─── PROVIDED INFORMATION ───

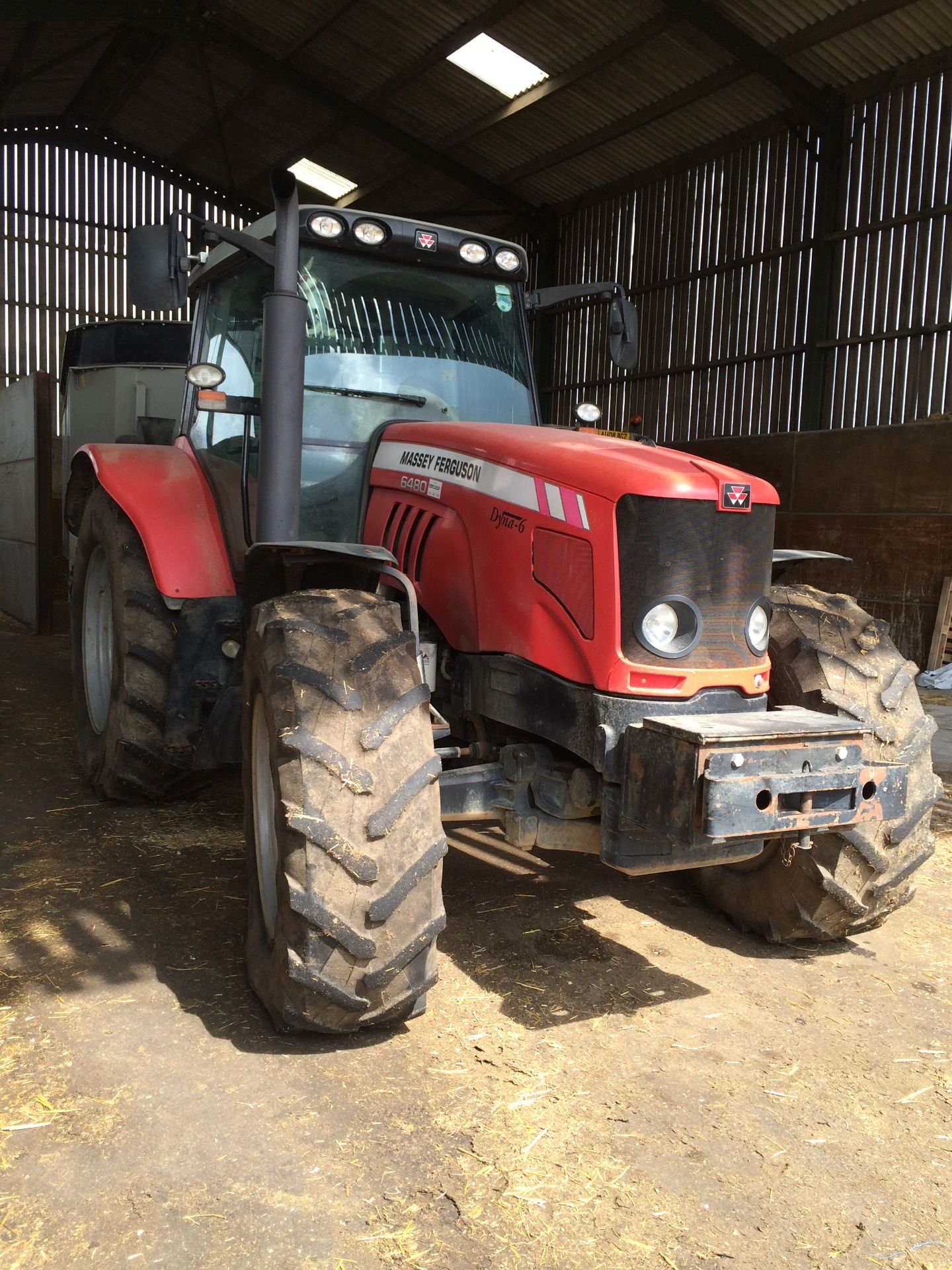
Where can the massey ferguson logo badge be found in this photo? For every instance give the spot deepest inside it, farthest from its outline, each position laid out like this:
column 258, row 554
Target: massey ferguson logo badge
column 735, row 497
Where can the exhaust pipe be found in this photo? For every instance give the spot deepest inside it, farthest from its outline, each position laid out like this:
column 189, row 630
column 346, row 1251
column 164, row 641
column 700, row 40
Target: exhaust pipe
column 282, row 378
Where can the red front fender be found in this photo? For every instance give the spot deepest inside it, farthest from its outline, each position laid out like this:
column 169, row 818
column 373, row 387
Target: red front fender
column 165, row 494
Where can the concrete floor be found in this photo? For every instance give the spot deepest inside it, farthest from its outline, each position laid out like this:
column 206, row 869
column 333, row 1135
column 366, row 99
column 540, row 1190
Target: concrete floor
column 610, row 1076
column 942, row 741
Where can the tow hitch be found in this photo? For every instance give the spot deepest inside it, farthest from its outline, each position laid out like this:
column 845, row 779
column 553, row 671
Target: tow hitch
column 714, row 780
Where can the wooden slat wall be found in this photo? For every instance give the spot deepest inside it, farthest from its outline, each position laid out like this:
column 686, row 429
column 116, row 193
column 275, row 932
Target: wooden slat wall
column 63, row 220
column 719, row 259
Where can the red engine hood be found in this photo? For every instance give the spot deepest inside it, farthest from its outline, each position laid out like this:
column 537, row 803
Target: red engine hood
column 584, row 461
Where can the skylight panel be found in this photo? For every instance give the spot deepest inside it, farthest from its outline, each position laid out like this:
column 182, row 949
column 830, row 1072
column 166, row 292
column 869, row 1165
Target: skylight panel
column 323, row 178
column 496, row 65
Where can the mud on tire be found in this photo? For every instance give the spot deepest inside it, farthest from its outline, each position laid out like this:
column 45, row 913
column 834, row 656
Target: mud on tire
column 829, row 654
column 127, row 757
column 347, row 779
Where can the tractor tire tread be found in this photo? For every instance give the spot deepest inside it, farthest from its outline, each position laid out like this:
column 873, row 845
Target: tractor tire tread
column 357, row 831
column 128, row 760
column 823, row 651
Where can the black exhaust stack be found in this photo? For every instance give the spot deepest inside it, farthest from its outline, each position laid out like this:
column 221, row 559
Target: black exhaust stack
column 282, row 378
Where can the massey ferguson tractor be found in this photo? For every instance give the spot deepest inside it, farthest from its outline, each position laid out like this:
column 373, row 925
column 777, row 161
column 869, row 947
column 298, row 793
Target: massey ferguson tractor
column 365, row 570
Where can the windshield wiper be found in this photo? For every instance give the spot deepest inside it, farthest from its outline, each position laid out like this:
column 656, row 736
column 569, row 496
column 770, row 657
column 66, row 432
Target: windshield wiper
column 370, row 393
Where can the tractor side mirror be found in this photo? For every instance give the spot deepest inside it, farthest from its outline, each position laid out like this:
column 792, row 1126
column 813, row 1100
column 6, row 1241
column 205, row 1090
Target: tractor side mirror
column 623, row 332
column 154, row 278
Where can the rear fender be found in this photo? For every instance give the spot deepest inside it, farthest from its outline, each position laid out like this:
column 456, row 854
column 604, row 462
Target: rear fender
column 281, row 568
column 164, row 493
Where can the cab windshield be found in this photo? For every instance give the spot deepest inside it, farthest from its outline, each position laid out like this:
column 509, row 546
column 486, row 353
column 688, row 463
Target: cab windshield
column 385, row 341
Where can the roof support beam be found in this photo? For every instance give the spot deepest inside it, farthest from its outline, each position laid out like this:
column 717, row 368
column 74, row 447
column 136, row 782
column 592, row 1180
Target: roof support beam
column 828, row 28
column 413, row 70
column 353, row 112
column 116, row 75
column 216, row 116
column 752, row 54
column 597, row 62
column 175, row 21
column 819, row 302
column 65, row 56
column 262, row 78
column 22, row 50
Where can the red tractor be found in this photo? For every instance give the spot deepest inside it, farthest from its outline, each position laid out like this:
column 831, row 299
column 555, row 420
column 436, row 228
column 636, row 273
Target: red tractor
column 366, row 571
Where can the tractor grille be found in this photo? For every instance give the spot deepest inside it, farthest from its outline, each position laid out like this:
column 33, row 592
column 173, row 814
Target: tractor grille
column 721, row 560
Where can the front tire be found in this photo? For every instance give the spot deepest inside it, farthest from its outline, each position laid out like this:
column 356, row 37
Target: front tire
column 342, row 814
column 828, row 654
column 124, row 644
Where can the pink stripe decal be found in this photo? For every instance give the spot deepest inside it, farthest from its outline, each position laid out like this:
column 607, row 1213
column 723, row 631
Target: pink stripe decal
column 571, row 506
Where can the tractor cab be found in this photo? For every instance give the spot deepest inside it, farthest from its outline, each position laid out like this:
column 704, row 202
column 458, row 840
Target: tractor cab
column 403, row 323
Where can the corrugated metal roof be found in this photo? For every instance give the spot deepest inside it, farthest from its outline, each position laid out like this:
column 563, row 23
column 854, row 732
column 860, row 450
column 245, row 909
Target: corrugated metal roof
column 365, row 88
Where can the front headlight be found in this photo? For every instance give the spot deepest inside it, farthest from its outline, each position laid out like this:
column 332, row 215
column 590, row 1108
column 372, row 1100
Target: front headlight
column 325, row 226
column 758, row 628
column 659, row 625
column 507, row 259
column 474, row 253
column 670, row 626
column 370, row 233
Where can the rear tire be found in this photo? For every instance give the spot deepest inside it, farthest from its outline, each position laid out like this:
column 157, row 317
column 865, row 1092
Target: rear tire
column 828, row 654
column 342, row 814
column 124, row 643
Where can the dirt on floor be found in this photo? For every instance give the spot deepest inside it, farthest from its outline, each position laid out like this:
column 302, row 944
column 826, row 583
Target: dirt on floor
column 610, row 1075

───

--- GIVEN PROBLEM ---
Reproduce everything in the data above, from the line containing "Where can the windshield" down to the line containing "column 366, row 571", including both of those lines, with no changes.

--- COMPLETE OUTPUT ---
Where can the windshield wiper be found in this photo? For every instance give the spot deepest inside it, farthest from its outline, each position laid out like this:
column 656, row 736
column 569, row 496
column 770, row 657
column 66, row 432
Target: windshield wiper
column 370, row 393
Where can the tractor side mirror be found in this photo? For every instance give the spot deepest inside it, farthest from its outline, each position laid out like this:
column 792, row 1126
column 813, row 1100
column 6, row 1241
column 205, row 1090
Target: tractor side mirror
column 623, row 332
column 154, row 278
Where can the rear fender be found in this photo? For every instance give the spot deepest inside it, farthest from its outline, each position laid out like this:
column 456, row 854
column 604, row 462
Target: rear fender
column 281, row 568
column 164, row 493
Where can the cab windshield be found in this photo? For every instance give the spot deepest inside it, farthest from its outline, each position laid out like this:
column 509, row 546
column 486, row 353
column 688, row 463
Target: cab windshield
column 385, row 341
Where can the roof support beam be found in this photo? For every instance give the spot deepest inside it, farthest from its outline, each position laid out like this:
column 717, row 368
column 74, row 447
column 136, row 782
column 592, row 1180
Target: roof support beam
column 828, row 28
column 413, row 70
column 353, row 112
column 116, row 75
column 216, row 116
column 752, row 54
column 597, row 62
column 175, row 21
column 819, row 302
column 65, row 56
column 262, row 78
column 22, row 50
Where can the red tractor be found in this photo? For every instance give the spot deepest inside it, farthest from its outline, each position laid out like this:
column 831, row 299
column 555, row 420
column 436, row 228
column 636, row 273
Target: red tractor
column 366, row 571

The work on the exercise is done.